I am seriously overwhelmed. Overwhelmed by the messages I get from subscribers who pour their hearts out to me and look to me for advice, help, and most of all, understanding. I have amazing followers. Many of you who have asked me what was my turning point? What’s my history? Ah, the uncomfortable question! But I will answer it for all my new subscribers who have not been here since Day One and have yet to know my beginnings.
My name is Ixchel and I’m 24 years old. I’m a Music Teacher as well an actress, singer, and dancer. I have always been strong and curvy, but never uncomfortably overweight until I hit 15 when I was diagnosed with depression. As a result, I was put on 3 different anti depressants, which all had side effects of weight gain. The more I gained, the more depressed I felt. It was a horrible cycle. That Summer I spent some time in a hospital to get help. Shortly after, I relapsed. It took years, but when I moved away to college in Los Angeles, I was ready to get off meds and stand on my own two feet. During those years, I still struggled off and on with my symptoms, but I had God and a wonderful support system. Still, I was feeling stuck at my weight and just “accepted” that I was always going to be “the funny big girl.” Then I saw a picture of myself at my heaviest- about 190 pounds at only 5’1”. I couldn’t believe how I looked. During this time, my mother (who is not overweight) had a 2nd heart attack- about 10 years after my father had his. I knew then that this was more than just about a number on a scale- this was about my health and living long enough to see the great life I knew I was destined for.

== Available data ==
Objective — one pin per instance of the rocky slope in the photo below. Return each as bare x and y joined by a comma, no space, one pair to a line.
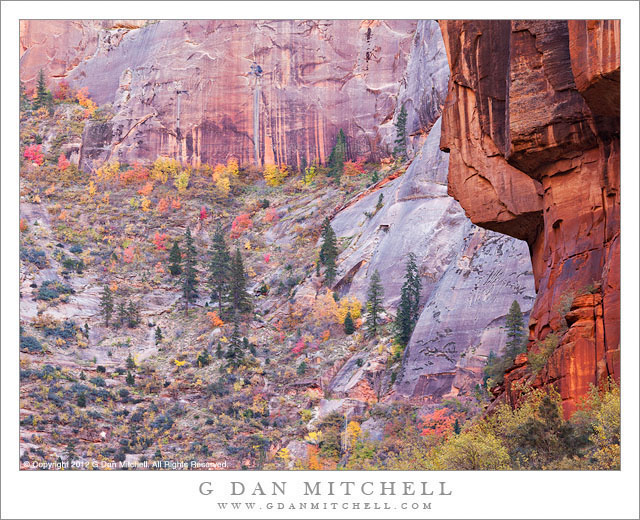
319,77
470,275
531,123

== What the exercise asks ==
In the account of Ixchel's turning point, what made her realize that her weight was about more than a number on a scale? Answer in one to three sentences. The data above are separate material and do not relate to the account of Ixchel's turning point.

== Task answer ==
Her mother had a second heart attack, about 10 years after her father had his. That showed her that her weight was about her health and about living long enough to see the great life she believed she was destined for.